● **Task statement**: Reproduce every one of the records below verbatim, keeping their original order and line breaks.

[Information provided start]

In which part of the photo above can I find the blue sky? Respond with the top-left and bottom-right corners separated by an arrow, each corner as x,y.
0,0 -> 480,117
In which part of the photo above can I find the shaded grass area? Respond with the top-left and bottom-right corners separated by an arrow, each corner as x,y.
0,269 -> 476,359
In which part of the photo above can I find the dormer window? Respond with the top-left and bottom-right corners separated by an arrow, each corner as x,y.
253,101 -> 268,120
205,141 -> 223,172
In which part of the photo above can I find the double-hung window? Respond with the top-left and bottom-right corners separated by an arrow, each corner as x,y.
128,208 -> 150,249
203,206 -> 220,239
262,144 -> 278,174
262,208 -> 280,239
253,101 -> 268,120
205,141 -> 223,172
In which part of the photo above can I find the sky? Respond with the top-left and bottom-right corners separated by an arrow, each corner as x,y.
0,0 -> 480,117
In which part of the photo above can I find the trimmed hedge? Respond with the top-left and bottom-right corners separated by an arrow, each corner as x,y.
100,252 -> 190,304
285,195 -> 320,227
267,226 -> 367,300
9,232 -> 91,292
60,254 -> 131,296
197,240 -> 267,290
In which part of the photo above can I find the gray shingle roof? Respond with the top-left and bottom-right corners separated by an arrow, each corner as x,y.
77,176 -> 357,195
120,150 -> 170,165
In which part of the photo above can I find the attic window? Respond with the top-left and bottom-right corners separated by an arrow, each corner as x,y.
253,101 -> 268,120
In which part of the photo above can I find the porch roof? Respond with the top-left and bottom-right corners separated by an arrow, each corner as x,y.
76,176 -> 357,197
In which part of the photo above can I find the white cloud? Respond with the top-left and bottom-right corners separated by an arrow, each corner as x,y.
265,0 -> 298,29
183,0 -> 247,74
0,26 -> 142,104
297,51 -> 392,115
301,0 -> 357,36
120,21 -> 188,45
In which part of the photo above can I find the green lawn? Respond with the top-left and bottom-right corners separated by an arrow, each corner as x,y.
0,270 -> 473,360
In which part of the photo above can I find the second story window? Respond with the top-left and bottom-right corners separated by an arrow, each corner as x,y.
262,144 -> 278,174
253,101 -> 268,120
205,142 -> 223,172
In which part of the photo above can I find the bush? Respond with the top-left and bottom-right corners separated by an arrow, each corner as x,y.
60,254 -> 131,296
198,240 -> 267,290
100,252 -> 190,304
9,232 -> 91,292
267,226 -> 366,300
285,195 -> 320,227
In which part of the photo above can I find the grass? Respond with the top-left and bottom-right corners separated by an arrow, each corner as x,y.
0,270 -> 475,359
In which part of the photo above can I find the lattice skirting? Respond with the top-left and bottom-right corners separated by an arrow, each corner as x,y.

[Information provided end]

● **Task result**:
In which part of the photo above can I find the blue sky? Respond with the top-left and bottom-right corners separated by an arrow, each corner as x,y.
0,0 -> 480,117
In which part of the photo above can I find the shaded grass area? Respond with the top-left and bottom-right corners separated by an arrow, each corner as x,y.
0,269 -> 476,359
In which part of the photo above can I find the dormer window? Respond with the top-left and bottom-right corners separated by an arrow, each corner as x,y.
253,101 -> 268,120
205,141 -> 223,172
In which part of the photo above can I find the double-hung window? Respond with the top-left and bottom-right corners separated by an arrow, each corner as x,y.
128,208 -> 150,249
203,206 -> 220,239
262,144 -> 278,174
262,208 -> 280,239
253,101 -> 268,120
205,141 -> 223,172
In which part of the photo above can I find the sky? Respond with the top-left and bottom-right corners separated by an arrow, each corner as x,y.
0,0 -> 480,117
In which part of the photo above can I find the trimmed hedge? Respond with the top-left and bottom-right corners separated by an arrow, each corner as x,y.
100,252 -> 190,304
285,195 -> 320,227
267,226 -> 367,300
9,232 -> 91,292
60,254 -> 131,296
197,240 -> 267,290
In which part of the photo above can I find the gray shingle roof? Respond with the top-left and bottom-right corners separated by an arrow, each corner as x,y.
77,176 -> 357,195
120,150 -> 170,165
In which part of the photo above can I find the attic window? Respond with the top-left and bottom-right corners separated by an arrow, each corner as x,y.
253,101 -> 268,120
In which part of the photo above can I find the porch roof? Respond with the top-left and bottom-right corners separated by an arrow, each corner as x,y.
76,176 -> 357,197
In which part of the photo above can I find the white cloud? Respond with the top-left and bottom-right corners separated by an arrow, each corner as x,y.
265,0 -> 298,29
183,0 -> 247,74
0,26 -> 142,104
297,51 -> 392,115
301,0 -> 357,36
120,21 -> 188,45
In which part of the photo above can I find the green lawn? Respond with the top-left and bottom-right corners separated by an arrow, each corner as x,y.
0,270 -> 473,360
In which part of the photo above can I find the second story window? Respond with the top-left and bottom-right corners separated by an arrow, each corner as x,y.
262,144 -> 278,174
253,101 -> 268,120
205,142 -> 223,172
In which part of the photo above can I find the bush? Respond with the top-left and bottom-right corners separated by an arrow, each corner as x,y.
60,254 -> 131,296
198,240 -> 267,290
100,252 -> 190,304
9,232 -> 91,292
267,226 -> 366,300
285,195 -> 320,227
In which part of the photo above can I find the grass? Respond with the top-left and bottom-right corners separated by an arrow, each corner as x,y.
0,270 -> 475,359
In which part of the photo above can I find the lattice skirting? Respond with the top-left and bottom-right corners separated by an arrow, each corner as x,y.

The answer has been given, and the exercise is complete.